Region pointing data:
=== Section Start ===
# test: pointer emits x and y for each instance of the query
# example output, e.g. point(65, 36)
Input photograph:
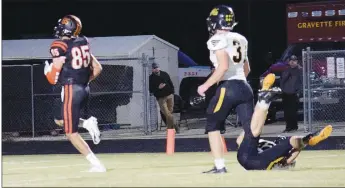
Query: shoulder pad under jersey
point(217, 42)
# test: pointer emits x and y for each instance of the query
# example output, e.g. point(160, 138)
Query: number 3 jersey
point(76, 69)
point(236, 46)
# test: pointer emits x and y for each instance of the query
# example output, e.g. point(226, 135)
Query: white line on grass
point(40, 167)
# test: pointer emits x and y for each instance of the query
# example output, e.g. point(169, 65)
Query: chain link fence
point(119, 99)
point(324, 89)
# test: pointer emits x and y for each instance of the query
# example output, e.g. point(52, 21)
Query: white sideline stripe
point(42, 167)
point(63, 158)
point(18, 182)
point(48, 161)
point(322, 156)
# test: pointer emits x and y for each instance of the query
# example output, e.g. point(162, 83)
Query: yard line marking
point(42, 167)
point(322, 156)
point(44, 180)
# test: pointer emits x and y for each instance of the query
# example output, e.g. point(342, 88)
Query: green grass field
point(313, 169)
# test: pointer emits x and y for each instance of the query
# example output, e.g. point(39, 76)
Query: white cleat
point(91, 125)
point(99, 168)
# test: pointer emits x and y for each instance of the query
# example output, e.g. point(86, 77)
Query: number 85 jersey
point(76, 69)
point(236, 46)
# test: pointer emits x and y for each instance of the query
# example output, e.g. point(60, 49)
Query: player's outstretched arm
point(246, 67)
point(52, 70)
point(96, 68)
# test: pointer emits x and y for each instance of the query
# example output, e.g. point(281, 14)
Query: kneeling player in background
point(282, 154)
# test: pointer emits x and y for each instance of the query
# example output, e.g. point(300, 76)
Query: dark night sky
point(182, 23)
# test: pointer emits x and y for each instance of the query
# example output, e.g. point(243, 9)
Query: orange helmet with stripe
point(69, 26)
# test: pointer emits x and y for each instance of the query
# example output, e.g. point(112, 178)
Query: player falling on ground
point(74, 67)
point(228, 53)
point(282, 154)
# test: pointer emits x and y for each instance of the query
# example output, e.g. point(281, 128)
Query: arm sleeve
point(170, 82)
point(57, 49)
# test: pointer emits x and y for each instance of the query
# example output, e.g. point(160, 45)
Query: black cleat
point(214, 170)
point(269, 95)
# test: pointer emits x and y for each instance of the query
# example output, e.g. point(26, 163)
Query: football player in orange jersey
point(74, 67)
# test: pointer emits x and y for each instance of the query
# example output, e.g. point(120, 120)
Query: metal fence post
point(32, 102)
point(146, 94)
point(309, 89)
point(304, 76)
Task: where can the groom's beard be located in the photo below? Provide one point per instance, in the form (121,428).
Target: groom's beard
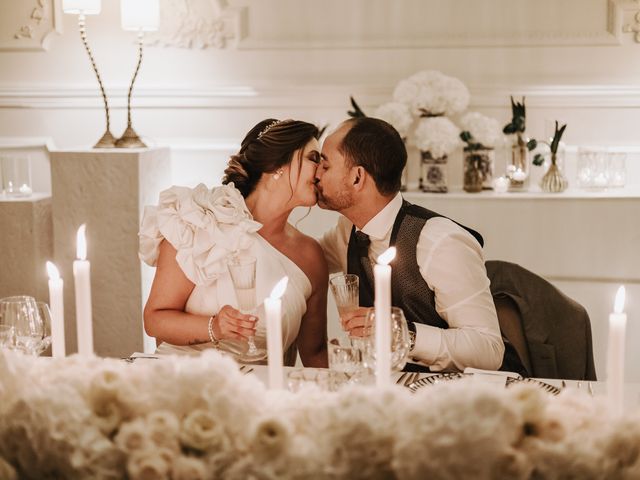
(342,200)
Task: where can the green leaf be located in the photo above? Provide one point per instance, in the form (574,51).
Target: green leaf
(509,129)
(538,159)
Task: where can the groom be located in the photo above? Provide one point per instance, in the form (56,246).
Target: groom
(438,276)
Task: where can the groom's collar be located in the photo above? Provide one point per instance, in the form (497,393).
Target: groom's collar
=== Section End ===
### Work request
With the pictures omitted, restate word for word the lines above from the line that has "# example output, e.g. point(243, 9)" up to and including the line that has "Task: where can the groom be", and no other lines.

### Result
# example output, e.g. point(243, 9)
Query: orange helmet with stripe
point(69, 26)
# test: pointer emits x and y for each instance of the query
# example output, e.g. point(112, 178)
Query: player falling on ground
point(74, 67)
point(228, 53)
point(282, 154)
# test: pointer emits x and y for each instance of the query
# example output, e.g. point(281, 128)
Query: arm sleeve
point(170, 82)
point(57, 49)
# test: pointer emits x and y for each instance of the query
# example output, e.g. point(160, 45)
Query: black cleat
point(214, 170)
point(269, 95)
# test: pointer emits x and y for each instance of the query
# example output, e.g. point(26, 163)
Query: football player in orange jersey
point(74, 67)
# test: pointer emits x and y for each instance of the query
# example output, e.g. point(120, 120)
Query: metal fence post
point(32, 102)
point(146, 94)
point(309, 89)
point(304, 76)
Task: where can the groom's beard be located in the photo below? Provide one point per instance, in the form (121,428).
Target: groom's beard
(342,200)
Task: where can the green leaf be located in the photo above? Provide one point per instance, in the form (574,51).
Target: green leaf
(509,129)
(538,159)
Task: where can the groom be located in the photo above? Provide one point per instance, in the form (56,246).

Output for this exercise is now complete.